**Input data**
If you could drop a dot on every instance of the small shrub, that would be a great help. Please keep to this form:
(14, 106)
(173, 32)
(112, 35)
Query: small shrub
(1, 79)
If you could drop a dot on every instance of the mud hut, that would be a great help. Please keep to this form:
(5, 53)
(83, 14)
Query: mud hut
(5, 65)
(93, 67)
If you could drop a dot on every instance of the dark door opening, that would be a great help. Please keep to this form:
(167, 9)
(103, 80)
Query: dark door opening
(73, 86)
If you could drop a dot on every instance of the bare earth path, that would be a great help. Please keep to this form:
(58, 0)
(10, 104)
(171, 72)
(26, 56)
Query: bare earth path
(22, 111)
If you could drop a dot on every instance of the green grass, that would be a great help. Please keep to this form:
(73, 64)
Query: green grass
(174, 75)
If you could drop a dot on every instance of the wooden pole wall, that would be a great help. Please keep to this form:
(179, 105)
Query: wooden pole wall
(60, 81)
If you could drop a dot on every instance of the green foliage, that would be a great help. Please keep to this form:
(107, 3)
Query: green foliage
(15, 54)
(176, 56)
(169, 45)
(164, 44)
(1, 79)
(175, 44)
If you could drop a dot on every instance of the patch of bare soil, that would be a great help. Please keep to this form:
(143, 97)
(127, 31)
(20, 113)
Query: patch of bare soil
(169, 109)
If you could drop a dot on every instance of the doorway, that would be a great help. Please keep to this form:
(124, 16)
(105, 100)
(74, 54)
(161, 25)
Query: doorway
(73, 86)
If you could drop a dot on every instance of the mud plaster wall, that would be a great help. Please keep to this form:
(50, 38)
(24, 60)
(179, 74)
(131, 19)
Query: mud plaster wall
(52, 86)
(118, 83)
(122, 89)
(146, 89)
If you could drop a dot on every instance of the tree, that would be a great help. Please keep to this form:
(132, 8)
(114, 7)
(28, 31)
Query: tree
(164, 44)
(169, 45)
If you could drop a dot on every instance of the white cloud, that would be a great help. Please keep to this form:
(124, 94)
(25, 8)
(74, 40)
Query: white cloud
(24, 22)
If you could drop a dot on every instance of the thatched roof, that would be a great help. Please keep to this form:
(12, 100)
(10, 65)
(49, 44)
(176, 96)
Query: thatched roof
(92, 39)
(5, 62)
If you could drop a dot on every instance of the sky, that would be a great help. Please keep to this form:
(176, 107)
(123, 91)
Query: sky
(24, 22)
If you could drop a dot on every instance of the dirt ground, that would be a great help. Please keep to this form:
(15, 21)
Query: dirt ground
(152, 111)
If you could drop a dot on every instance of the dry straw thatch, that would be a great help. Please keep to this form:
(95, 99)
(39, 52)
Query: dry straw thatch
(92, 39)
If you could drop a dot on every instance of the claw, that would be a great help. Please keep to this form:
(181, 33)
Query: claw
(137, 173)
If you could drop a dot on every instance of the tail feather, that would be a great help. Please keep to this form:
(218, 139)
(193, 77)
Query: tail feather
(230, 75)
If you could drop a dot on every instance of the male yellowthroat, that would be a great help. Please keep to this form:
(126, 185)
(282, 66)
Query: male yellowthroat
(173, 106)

**What is being asked**
Print every record exactly as written.

**Response area**
If you could drop a dot on every instance of the small shrub, that would be a great help. Please keep to this form:
(14, 106)
(173, 32)
(112, 35)
Query: small shrub
(1, 79)
If you could drop a dot on every instance of the mud hut, that would be a great help. Please keep to this form:
(5, 53)
(83, 14)
Query: mud hut
(5, 65)
(93, 67)
If you could drop a dot on every instance of the dark door opening, that would be a great help. Please keep to this form:
(167, 9)
(103, 80)
Query: dark door opening
(73, 86)
If you could drop a dot on every instance of the bare earth path, that would be a great help. Please keep to this form:
(58, 0)
(10, 104)
(171, 72)
(26, 56)
Query: bare earth path
(22, 111)
If you could drop a dot on every instance of the green grass, that would be a great help. Please keep to this form:
(73, 64)
Query: green grass
(174, 75)
If you could drop a dot on every instance of the wooden pole wall, that would be a great help. Please keep to this form:
(179, 105)
Query: wooden pole wall
(60, 81)
If you could drop a dot on every instance of the green foliage, that would be a great help. Please keep to this form:
(107, 3)
Query: green foliage
(15, 54)
(176, 56)
(169, 45)
(164, 44)
(1, 79)
(175, 44)
If you could drop a dot on every instance of the patch of bare soil, that would be a great help. Please keep to this form:
(143, 97)
(127, 31)
(20, 113)
Query: patch of bare soil
(169, 109)
If you could drop a dot on every instance of the doorway, that would be a great help. Please keep to this form:
(124, 16)
(105, 100)
(74, 54)
(161, 25)
Query: doorway
(73, 86)
If you could drop a dot on every instance of the mud plaster wall, that would be a great help. Please keep to this form:
(50, 38)
(24, 60)
(179, 74)
(131, 19)
Query: mud plaster wall
(52, 86)
(118, 83)
(122, 89)
(146, 89)
If you could drop a dot on every instance of the tree, that would be a great help. Please keep to this form:
(132, 8)
(114, 7)
(28, 31)
Query: tree
(164, 44)
(169, 45)
If you could drop a dot on every instance of the white cloud, that would be a great help. Please keep to this form:
(124, 94)
(25, 8)
(74, 40)
Query: white cloud
(24, 22)
If you could drop a dot on every instance of the thatched roof, that would be a great help. Please keep to this form:
(12, 100)
(10, 65)
(49, 44)
(176, 96)
Query: thatched roof
(92, 39)
(5, 62)
If you could drop a dot on every instance of the sky, that would be a great help. Please keep to this form:
(176, 107)
(123, 91)
Query: sky
(24, 22)
If you could drop a dot on every instance of the dirt ground, that would be a great help. Please keep to this form:
(15, 21)
Query: dirt ground
(152, 111)
If you could drop a dot on every instance of the dry straw thatch, that would be a great help. Please keep to this form:
(95, 99)
(39, 52)
Query: dry straw thatch
(92, 39)
If you could drop a dot on every instance of the claw, that would be a great help. Please keep to this form:
(181, 33)
Query: claw
(137, 173)
If you could drop a dot on every instance of the tail feather, that would be a great help. Please keep to this form:
(218, 139)
(193, 77)
Query: tail feather
(230, 75)
If you could drop a dot on every instance of the male yellowthroat, that would be a great help. Please keep to this form:
(126, 185)
(282, 66)
Query: male yellowthroat
(173, 106)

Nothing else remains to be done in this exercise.